%%
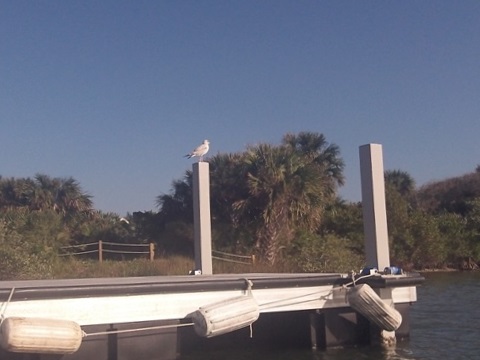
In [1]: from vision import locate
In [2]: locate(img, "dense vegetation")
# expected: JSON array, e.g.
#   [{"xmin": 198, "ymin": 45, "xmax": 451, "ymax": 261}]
[{"xmin": 0, "ymin": 132, "xmax": 480, "ymax": 279}]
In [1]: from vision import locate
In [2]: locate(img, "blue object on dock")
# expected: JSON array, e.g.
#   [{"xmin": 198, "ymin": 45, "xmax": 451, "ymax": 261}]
[
  {"xmin": 383, "ymin": 266, "xmax": 403, "ymax": 275},
  {"xmin": 360, "ymin": 266, "xmax": 378, "ymax": 276}
]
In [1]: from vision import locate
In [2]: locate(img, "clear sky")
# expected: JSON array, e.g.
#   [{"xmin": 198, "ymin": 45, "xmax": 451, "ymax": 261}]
%%
### Exercise directions
Could you reproduce all of the records above word for word, leaving the pictures out?

### Answer in full
In [1]: from vision import locate
In [2]: locate(img, "dense vegetation")
# expected: JSON array, e.g.
#   [{"xmin": 198, "ymin": 45, "xmax": 451, "ymax": 261}]
[{"xmin": 0, "ymin": 132, "xmax": 480, "ymax": 279}]
In [1]: from vision import locate
In [2]: locate(img, "blue object on dock")
# expected: JSON array, e.g.
#   [{"xmin": 198, "ymin": 45, "xmax": 451, "ymax": 261}]
[
  {"xmin": 383, "ymin": 266, "xmax": 403, "ymax": 275},
  {"xmin": 360, "ymin": 266, "xmax": 378, "ymax": 276}
]
In [1]: from vision import locate
In [2]: locate(img, "clear sky")
# expected: JSON array, e.g.
#   [{"xmin": 198, "ymin": 45, "xmax": 451, "ymax": 261}]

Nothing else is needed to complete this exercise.